#### What is asked:
Copy all records verbatim.

#### Coordinate annotation entries:
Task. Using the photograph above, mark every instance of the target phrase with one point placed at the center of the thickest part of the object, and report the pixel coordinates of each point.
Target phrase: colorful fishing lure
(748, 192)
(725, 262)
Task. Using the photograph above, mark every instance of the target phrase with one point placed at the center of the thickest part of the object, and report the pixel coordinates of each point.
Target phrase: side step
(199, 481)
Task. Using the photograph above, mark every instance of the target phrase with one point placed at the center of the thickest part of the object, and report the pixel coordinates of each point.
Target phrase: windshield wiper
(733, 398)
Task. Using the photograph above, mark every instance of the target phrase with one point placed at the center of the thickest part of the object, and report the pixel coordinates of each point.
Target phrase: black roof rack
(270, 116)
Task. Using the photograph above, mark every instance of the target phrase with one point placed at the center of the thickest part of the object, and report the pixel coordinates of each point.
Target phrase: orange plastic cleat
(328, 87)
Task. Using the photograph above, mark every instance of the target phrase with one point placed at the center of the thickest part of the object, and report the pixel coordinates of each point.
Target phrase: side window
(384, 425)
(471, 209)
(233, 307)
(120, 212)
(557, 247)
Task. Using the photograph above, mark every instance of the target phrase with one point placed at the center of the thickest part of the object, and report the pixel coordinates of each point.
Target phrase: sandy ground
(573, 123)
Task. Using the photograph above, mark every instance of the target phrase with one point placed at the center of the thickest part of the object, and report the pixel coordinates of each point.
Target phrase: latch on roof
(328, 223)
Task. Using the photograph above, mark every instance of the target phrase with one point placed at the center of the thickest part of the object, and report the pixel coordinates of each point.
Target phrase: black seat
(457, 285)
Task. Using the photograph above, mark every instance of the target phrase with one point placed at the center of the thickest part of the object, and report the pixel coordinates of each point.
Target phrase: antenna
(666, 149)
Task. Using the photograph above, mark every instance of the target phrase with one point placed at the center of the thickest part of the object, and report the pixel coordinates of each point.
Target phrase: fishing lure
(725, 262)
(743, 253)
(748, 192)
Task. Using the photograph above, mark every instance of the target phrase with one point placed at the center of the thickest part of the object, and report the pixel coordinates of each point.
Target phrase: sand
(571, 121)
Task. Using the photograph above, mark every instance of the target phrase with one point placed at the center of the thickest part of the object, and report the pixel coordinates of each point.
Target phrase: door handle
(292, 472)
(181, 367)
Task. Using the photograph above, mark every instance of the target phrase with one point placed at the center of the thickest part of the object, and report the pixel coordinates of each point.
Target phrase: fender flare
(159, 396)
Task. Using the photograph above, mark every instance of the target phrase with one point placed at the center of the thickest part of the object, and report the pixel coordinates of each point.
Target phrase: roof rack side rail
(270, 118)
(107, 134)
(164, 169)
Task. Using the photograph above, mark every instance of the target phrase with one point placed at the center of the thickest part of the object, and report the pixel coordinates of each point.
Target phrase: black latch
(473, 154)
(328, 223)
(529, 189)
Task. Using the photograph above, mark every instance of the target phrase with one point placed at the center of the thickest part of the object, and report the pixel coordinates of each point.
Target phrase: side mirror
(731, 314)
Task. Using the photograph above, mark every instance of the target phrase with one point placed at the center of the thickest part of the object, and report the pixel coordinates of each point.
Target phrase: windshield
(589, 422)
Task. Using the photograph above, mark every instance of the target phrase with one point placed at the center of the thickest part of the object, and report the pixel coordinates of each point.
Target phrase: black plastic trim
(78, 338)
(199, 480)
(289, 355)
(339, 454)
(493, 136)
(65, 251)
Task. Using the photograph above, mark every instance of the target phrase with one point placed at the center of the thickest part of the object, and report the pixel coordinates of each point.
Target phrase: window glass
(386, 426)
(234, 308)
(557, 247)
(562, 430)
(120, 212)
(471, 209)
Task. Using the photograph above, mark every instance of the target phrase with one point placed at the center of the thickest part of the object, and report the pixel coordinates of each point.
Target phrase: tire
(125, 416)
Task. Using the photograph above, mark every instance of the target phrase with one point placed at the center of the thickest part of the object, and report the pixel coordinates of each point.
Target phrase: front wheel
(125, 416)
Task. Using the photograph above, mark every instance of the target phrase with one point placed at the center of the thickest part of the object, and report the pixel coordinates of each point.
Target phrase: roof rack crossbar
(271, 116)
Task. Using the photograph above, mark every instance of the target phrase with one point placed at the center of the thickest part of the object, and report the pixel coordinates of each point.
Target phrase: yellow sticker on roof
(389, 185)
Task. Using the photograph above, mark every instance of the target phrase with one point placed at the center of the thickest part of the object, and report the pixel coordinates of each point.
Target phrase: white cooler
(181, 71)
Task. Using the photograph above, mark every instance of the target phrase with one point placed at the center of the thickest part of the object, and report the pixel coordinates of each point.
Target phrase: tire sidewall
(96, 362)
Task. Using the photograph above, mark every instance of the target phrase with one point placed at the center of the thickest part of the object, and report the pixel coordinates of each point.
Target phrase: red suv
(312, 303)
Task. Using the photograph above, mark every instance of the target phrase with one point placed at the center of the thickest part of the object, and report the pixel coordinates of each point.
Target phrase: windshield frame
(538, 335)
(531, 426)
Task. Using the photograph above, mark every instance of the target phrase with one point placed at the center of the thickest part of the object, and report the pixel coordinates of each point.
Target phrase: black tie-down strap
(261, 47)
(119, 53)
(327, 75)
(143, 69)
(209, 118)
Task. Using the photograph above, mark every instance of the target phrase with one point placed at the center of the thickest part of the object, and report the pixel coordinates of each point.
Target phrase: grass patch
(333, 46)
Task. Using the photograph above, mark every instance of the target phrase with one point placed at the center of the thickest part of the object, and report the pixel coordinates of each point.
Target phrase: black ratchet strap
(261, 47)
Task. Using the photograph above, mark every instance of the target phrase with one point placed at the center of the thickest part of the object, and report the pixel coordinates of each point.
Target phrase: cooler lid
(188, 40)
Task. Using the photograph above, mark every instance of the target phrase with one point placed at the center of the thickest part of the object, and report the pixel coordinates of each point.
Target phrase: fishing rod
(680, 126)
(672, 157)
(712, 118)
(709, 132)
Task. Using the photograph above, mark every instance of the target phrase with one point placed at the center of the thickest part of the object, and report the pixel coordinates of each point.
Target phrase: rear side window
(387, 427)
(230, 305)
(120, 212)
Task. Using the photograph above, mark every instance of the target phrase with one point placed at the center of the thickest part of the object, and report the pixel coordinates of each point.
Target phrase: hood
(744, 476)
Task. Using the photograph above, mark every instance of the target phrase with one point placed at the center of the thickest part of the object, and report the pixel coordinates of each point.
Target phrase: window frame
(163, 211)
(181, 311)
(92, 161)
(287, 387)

#### Written answer:
Task. Using the photograph above, mark every instance of the target phrase with one point placed at the center of the thickest part of the object, and report the pixel coordinates of each point.
Target phrase: colorful fishing lure
(748, 192)
(725, 262)
Task. Using the photograph above, mark every instance of the target phrase with one point placed at the center of the thickest part of the object, and report the pixel coordinates of each point.
Target phrase: side step
(199, 481)
Task. Using the photograph above, mark every instance of the target phrase with one point placed at the center of the thickest part of the object, and report the pixel coordinates of each point.
Target phrase: windshield wiper
(733, 398)
Task. Using the photograph above, mark every instance of the target phrase with one point placed at the center of the thickest part of the object, and report the pixel coordinates of each point.
Target phrase: black roof rack
(270, 116)
Task. Using the photograph above, mark every instance of the target phrase with one point placed at the center of the thickest part of the object, and report the pixel coordinates of each point.
Target phrase: orange plastic cleat
(328, 87)
Task. Using the photograph above, mark every instance of the target phrase with one point placed at the center of the thickest part of the object, and report the pixel coordinates of each point.
Target phrase: side window
(384, 425)
(471, 209)
(233, 307)
(120, 212)
(557, 247)
Task. Using the photograph above, mark every instance of the target phrase with one point placed at the center of the thickest part of the object, and report the pixel coordinates of each point.
Target phrase: sandy ground
(573, 123)
Task. Using the photograph above, mark every instance of the target phrase with one point placed at the center of the thickest part of the object, and report the pixel coordinates of each point.
Target phrase: latch on roof
(328, 223)
Task. Using the photograph above, mark every instance of the target phrase with one point placed at the center of the thickest part of the object, and report the pixel coordinates of each point.
Target phrase: black seat
(457, 285)
Task. Using the photograph above, mark every instance of the target phrase with one point placed at the center of the thickest part of the object, and report the pixel coordinates of each point.
Target phrase: antenna
(666, 149)
Task. Using the photograph above, mark every instance of the target phrase with one point placed at the center of the thickest part of the object, and report the pixel coordinates of each point.
Target phrase: fishing lure
(725, 262)
(743, 253)
(748, 192)
Task. Using the photograph above, mark every instance of the target phrase with one point placed at the center of the thickest part of the object, and report the pixel coordinates of each point.
Target phrase: sand
(571, 121)
Task. Using the photograph above, mark every instance of the target phrase with one point placed at the center of the thickest part of the object, and report the pixel coordinates of each point.
Target phrase: door handle
(292, 472)
(181, 367)
Task. Using the photograph above, mark every instance of the target phrase with one point placed at the center of the thickest part of the object, and report the pixel coordinates of each point.
Target phrase: fender flare
(159, 396)
Task. Using the photograph above, mark every instance of the target phrase with one point placed at the center of the thickest part of the object, and report the pixel coordinates of each point.
Target phrase: roof rack side rail
(270, 118)
(107, 134)
(164, 169)
Task. Using the photograph above, mark every instance of the target phrase with one point placed at the center of the thickest part of the object, and report the pixel coordinates of each point.
Target phrase: black latch
(473, 154)
(328, 223)
(529, 189)
Task. Using the photograph above, mark every instance of the target phrase with one point placed at the center of the thickest part of the object, and report the pixel coordinates of each point.
Target phrase: side mirror
(731, 314)
Task. Using the photograph above, mark every instance of the target phrase with one point placed at the center of the thickest part of the object, and report the pixel coordinates of each point.
Target phrase: windshield
(589, 422)
Task. Using the photograph above, mark every instance of the target phrase with one point placed at the center of the thickest part of the object, and report the pixel coordinates of each point.
Target phrase: black plastic trim
(78, 338)
(199, 480)
(289, 355)
(339, 454)
(493, 136)
(65, 251)
Task. Using the photograph above, mark every instance of the target phrase with one point placed at the center of the thickest part of the object, and report the pixel coordinates of each point.
Target phrase: window glass
(386, 426)
(234, 308)
(557, 247)
(562, 430)
(120, 212)
(471, 209)
Task. Using the photograph above, mark every instance of the target phrase with one point placed at the center of the thickest part of the object, and report the pixel coordinates of each point.
Target phrase: tire
(125, 416)
Task. Using the photograph above, mark every instance of the target phrase with one point placed at the center of the thickest part of the object, and report the pixel coordinates of each point.
Target phrase: front wheel
(125, 416)
Task. Using the photograph above, mark every instance of the target phrase with one point placed at the center of the thickest part of the object, and report the pixel coordinates of each point.
Target phrase: roof rack crossbar
(271, 116)
Task. Using the photograph above, mark every instance of the target phrase with one point placed at the center of the thickest part of the object, and report the pixel coordinates of each point.
Target phrase: yellow sticker on roof
(389, 185)
Task. Using the photograph above, mark every instance of the target phrase with one point placed at the center of the thickest part of the object, and report the pixel coordinates of each point.
Target phrase: white cooler
(181, 71)
Task. Using the photograph above, mark every instance of the target phrase with one point placed at the center of the thickest part of the object, and report the pixel coordinates of each point.
Target phrase: tire sidewall
(96, 362)
Task. Using the photograph above, mark every instance of the target phrase with one point placed at the center of the thickest part of the object, and report the pixel coordinates of each point.
Target phrase: red suv
(312, 303)
Task. Using the photograph above, mark every instance of the target phrase with one point placed at the center of the thickest part of the object, and report the pixel coordinates of each point.
Target phrase: windshield frame
(538, 335)
(531, 426)
Task. Using the photograph above, mark every instance of the target phrase with one point placed at the center of the thickest part of the object, and report the pixel coordinates of each point.
Target phrase: black tie-down strap
(261, 47)
(119, 53)
(327, 75)
(143, 69)
(209, 118)
Task. Using the photograph above, mark every instance of the target phrase with one point placed at the center of the thickest part of the object, and report the pixel coordinates of each point.
Target phrase: grass patch
(333, 46)
Task. Using the photograph above, mark every instance of the target phrase with one point placed at the center of the thickest part of the object, and report the pixel coordinates of each point.
Target phrase: black ratchet strap
(261, 47)
Task. Using the photograph above, mark every instance of the target phrase with one point placed at the center of the thickest part of the object, and report the pixel coordinates of each point.
Target phrase: cooler lid
(188, 40)
Task. Using the photograph above, mark every instance of the target phrase with one point placed at the center of the thickest part of the object, and report the pixel coordinates of each point.
Target phrase: fishing rod
(680, 126)
(672, 157)
(712, 118)
(709, 132)
Task. Using the photograph above, mark every instance of the target phrase with one point placed at the center of the thickest part of the object, and report the pixel coordinates of each point.
Target phrase: rear side window
(387, 427)
(230, 305)
(120, 212)
Task. Using the photograph above, mark every instance of the target phrase with one point placed at the center of the thickest part of the object, and report the pixel coordinates of each point.
Target phrase: hood
(744, 476)
Task. Using the photograph above, mark every instance of the target phrase with one point placed at the center of the thickest part of the object, and report the pixel coordinates of each point.
Target phrase: window frame
(163, 211)
(181, 311)
(92, 161)
(287, 387)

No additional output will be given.